[AIM]
Print, without any change, only the lines of the material below from the one containing "[indicate] one point per instance, sample <point>53,171</point>." through the one containing "<point>205,120</point>", inclusive.

(Pointing records)
* * * * *

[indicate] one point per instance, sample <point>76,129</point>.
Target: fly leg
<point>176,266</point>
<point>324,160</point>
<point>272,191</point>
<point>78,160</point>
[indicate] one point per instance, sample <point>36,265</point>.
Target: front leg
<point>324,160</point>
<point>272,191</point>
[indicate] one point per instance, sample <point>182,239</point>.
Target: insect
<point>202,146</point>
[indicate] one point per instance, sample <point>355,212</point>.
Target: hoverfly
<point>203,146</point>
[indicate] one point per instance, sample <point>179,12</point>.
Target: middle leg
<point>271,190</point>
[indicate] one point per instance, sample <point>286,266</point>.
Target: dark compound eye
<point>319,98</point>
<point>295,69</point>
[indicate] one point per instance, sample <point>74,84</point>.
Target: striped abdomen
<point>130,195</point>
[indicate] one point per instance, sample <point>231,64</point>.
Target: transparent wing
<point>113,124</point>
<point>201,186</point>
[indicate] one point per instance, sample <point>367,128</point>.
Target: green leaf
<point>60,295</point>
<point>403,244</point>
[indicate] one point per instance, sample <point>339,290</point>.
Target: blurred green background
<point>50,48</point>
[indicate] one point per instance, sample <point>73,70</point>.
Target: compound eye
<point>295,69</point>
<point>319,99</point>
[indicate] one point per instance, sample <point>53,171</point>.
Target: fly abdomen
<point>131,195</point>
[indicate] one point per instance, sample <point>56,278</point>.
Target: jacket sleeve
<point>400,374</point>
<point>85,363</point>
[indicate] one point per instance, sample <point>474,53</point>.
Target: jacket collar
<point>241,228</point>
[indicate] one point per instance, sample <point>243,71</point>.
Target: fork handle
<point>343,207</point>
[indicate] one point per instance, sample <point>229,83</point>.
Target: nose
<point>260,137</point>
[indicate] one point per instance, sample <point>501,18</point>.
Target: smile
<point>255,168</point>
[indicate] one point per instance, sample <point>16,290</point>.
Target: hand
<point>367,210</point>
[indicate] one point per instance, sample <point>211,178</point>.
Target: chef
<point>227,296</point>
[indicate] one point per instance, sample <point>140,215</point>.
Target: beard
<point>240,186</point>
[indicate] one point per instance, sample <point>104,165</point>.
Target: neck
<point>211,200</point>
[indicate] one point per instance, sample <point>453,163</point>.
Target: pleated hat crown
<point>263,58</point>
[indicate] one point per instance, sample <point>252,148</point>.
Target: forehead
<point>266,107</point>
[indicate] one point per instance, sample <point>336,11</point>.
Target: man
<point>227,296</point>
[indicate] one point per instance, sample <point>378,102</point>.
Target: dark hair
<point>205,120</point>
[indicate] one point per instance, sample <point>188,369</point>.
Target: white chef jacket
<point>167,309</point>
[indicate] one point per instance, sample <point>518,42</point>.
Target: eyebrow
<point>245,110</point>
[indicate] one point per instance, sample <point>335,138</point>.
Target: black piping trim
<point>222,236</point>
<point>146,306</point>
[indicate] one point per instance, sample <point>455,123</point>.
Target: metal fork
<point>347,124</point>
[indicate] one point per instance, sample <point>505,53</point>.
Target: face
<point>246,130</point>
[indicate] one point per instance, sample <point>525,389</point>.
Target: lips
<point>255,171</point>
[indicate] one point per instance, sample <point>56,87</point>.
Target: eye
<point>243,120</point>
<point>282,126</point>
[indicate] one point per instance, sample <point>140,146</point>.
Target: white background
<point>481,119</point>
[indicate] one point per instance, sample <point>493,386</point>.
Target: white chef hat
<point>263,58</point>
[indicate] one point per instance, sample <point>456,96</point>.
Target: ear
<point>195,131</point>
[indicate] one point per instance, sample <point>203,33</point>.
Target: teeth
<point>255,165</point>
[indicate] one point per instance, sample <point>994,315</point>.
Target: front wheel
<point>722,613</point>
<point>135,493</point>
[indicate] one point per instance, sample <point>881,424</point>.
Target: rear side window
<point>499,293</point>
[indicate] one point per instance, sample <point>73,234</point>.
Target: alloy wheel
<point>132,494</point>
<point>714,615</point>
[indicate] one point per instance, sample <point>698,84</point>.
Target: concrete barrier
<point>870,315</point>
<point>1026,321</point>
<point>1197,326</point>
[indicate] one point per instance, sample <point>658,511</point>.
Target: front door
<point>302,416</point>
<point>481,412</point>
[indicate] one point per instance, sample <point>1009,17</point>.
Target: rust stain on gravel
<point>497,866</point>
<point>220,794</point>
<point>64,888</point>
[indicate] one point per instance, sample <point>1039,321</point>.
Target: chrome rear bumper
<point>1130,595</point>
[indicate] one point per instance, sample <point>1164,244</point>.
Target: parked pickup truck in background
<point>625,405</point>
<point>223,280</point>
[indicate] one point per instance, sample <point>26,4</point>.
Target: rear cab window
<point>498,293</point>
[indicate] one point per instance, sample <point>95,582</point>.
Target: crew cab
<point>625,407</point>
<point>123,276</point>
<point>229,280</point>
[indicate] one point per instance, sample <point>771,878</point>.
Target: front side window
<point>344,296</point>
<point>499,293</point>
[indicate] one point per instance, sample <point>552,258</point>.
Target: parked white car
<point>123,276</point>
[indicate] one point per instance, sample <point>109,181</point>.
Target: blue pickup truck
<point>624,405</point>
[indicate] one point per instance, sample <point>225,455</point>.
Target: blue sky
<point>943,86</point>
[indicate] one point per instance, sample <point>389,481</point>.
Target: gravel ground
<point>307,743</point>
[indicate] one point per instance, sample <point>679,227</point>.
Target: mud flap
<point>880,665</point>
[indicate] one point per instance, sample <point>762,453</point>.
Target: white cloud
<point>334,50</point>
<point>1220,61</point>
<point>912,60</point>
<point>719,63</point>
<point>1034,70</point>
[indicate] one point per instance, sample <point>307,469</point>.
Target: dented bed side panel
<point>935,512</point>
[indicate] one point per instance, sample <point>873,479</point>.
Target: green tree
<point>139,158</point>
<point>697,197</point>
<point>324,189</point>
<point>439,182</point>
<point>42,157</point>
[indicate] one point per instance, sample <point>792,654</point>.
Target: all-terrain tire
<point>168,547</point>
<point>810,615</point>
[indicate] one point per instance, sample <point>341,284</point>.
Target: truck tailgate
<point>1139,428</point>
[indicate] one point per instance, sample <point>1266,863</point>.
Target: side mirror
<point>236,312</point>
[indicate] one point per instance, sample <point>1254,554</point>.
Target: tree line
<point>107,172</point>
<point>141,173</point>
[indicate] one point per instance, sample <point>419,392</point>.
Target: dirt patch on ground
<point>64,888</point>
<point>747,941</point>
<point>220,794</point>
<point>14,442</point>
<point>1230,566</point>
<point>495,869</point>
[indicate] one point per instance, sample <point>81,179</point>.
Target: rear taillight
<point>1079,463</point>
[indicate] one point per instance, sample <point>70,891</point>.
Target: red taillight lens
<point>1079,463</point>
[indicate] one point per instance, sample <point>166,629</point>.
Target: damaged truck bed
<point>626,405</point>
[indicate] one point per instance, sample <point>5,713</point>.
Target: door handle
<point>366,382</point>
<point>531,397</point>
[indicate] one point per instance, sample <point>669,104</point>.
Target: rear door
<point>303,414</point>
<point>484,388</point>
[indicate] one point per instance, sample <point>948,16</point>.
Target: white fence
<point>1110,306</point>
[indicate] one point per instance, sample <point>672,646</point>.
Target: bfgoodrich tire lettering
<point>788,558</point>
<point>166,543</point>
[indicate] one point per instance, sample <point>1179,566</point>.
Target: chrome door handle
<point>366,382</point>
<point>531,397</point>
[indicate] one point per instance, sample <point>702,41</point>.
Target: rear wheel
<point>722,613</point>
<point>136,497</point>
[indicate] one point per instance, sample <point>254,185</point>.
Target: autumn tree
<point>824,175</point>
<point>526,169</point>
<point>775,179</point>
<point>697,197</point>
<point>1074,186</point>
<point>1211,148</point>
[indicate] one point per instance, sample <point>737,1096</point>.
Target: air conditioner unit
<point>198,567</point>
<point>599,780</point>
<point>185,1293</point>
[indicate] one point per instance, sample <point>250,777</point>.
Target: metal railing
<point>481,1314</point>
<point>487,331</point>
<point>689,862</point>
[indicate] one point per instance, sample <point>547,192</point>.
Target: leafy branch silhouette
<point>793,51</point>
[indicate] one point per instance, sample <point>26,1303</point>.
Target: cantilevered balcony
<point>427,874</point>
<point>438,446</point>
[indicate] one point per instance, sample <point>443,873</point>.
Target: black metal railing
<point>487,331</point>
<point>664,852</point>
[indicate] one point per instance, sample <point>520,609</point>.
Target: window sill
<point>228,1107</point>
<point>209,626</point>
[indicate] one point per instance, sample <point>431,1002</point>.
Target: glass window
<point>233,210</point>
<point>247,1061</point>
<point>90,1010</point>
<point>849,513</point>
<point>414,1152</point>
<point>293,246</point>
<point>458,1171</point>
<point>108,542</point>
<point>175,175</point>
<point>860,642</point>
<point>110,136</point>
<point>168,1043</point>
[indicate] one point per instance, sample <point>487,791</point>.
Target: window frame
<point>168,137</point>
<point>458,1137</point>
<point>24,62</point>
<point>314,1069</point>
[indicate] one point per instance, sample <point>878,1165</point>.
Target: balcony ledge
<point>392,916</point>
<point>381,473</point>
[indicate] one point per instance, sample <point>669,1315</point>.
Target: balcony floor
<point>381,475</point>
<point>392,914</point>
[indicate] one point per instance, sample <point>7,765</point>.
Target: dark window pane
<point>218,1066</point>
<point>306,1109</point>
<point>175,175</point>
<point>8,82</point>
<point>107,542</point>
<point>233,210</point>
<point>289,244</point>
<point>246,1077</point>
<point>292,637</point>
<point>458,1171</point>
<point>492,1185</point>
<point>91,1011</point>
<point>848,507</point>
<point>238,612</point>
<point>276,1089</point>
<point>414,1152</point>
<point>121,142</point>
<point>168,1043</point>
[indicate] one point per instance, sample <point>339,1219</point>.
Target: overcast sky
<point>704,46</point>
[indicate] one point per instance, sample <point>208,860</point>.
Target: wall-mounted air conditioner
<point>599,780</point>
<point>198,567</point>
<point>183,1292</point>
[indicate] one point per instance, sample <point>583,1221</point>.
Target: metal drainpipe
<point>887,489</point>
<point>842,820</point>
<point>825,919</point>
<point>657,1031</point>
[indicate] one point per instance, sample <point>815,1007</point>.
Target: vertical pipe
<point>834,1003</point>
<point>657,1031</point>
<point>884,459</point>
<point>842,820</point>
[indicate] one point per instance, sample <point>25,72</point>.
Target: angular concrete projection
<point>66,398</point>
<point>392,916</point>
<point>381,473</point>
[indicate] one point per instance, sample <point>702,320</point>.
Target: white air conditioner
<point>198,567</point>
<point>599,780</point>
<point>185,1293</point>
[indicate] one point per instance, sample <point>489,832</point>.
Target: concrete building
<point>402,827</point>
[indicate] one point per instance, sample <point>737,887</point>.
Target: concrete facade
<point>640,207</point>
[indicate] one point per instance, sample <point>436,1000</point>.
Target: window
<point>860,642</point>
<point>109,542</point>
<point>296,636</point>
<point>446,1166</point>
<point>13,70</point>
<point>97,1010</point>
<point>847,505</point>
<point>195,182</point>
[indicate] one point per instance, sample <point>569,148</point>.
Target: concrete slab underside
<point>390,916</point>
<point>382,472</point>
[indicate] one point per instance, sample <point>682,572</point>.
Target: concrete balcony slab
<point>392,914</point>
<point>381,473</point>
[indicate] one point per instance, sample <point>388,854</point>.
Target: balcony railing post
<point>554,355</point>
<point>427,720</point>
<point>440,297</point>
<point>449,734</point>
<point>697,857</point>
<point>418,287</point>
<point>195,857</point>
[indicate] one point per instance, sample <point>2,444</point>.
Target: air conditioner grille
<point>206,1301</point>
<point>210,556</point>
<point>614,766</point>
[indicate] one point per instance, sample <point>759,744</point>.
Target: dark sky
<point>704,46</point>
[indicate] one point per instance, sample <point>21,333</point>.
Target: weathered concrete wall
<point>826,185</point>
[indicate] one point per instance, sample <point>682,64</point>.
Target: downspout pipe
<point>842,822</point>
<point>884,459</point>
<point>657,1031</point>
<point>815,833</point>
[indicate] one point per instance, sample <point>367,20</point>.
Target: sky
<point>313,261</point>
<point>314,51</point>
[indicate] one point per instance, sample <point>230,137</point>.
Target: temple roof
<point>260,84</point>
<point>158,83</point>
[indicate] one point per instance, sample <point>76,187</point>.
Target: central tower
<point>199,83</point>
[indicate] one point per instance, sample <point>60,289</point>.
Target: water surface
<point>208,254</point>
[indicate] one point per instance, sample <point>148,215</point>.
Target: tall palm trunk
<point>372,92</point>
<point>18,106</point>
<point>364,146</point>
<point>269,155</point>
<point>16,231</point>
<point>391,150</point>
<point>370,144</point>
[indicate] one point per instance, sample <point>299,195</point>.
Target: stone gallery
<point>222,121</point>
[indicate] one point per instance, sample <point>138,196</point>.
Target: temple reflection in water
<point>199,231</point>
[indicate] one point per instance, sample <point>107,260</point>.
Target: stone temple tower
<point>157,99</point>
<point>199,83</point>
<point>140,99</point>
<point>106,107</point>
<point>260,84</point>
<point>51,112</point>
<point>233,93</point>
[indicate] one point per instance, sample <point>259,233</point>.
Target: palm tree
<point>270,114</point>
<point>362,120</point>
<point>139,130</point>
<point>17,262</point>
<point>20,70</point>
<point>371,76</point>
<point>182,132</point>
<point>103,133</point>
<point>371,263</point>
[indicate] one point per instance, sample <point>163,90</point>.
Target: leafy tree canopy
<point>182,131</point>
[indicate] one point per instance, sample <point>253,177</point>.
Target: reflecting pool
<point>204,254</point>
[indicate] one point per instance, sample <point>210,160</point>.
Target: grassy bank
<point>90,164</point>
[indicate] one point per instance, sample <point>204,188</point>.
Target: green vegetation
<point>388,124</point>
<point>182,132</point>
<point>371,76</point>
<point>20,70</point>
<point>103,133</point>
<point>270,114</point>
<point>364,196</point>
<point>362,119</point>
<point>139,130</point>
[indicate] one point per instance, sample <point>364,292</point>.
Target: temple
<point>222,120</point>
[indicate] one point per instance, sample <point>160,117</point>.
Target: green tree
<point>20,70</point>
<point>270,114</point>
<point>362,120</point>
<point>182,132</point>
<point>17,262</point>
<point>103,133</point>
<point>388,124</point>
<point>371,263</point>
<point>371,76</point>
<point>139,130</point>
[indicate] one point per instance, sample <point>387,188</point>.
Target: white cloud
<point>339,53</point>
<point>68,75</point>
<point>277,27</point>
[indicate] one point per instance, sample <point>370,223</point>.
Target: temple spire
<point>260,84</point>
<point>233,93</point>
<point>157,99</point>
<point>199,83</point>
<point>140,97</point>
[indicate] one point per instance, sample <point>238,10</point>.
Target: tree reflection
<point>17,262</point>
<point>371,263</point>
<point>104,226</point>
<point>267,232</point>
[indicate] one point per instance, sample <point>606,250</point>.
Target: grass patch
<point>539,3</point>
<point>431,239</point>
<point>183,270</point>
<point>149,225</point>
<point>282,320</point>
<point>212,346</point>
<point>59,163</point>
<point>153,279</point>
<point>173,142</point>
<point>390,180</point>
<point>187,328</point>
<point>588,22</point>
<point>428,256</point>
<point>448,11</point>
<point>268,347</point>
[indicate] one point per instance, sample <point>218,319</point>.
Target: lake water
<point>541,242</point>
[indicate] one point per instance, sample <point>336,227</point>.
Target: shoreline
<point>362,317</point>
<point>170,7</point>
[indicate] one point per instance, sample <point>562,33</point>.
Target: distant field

* * * * *

[TASK RESULT]
[indicate] one point per instance, sample <point>53,171</point>.
Target: fly abdomen
<point>131,195</point>
[indicate] one point per instance, sample <point>56,278</point>.
Target: jacket sleeve
<point>400,374</point>
<point>85,363</point>
[indicate] one point per instance, sample <point>474,53</point>.
Target: jacket collar
<point>241,228</point>
[indicate] one point per instance, sample <point>243,71</point>.
Target: fork handle
<point>343,207</point>
[indicate] one point per instance, sample <point>229,83</point>.
Target: nose
<point>260,137</point>
[indicate] one point per instance, sample <point>501,18</point>.
Target: smile
<point>255,168</point>
[indicate] one point per instance, sample <point>16,290</point>.
Target: hand
<point>367,210</point>
[indicate] one point per instance, sample <point>211,178</point>.
Target: chef
<point>227,296</point>
[indicate] one point per instance, sample <point>140,215</point>.
Target: beard
<point>240,186</point>
[indicate] one point per instance, sample <point>104,165</point>.
Target: neck
<point>211,200</point>
[indicate] one point per instance, sample <point>453,163</point>.
Target: pleated hat crown
<point>263,58</point>
[indicate] one point per instance, sample <point>252,148</point>.
Target: forehead
<point>266,107</point>
[indicate] one point per instance, sample <point>336,11</point>.
Target: man
<point>227,296</point>
[indicate] one point per instance, sample <point>378,102</point>.
Target: dark hair
<point>205,120</point>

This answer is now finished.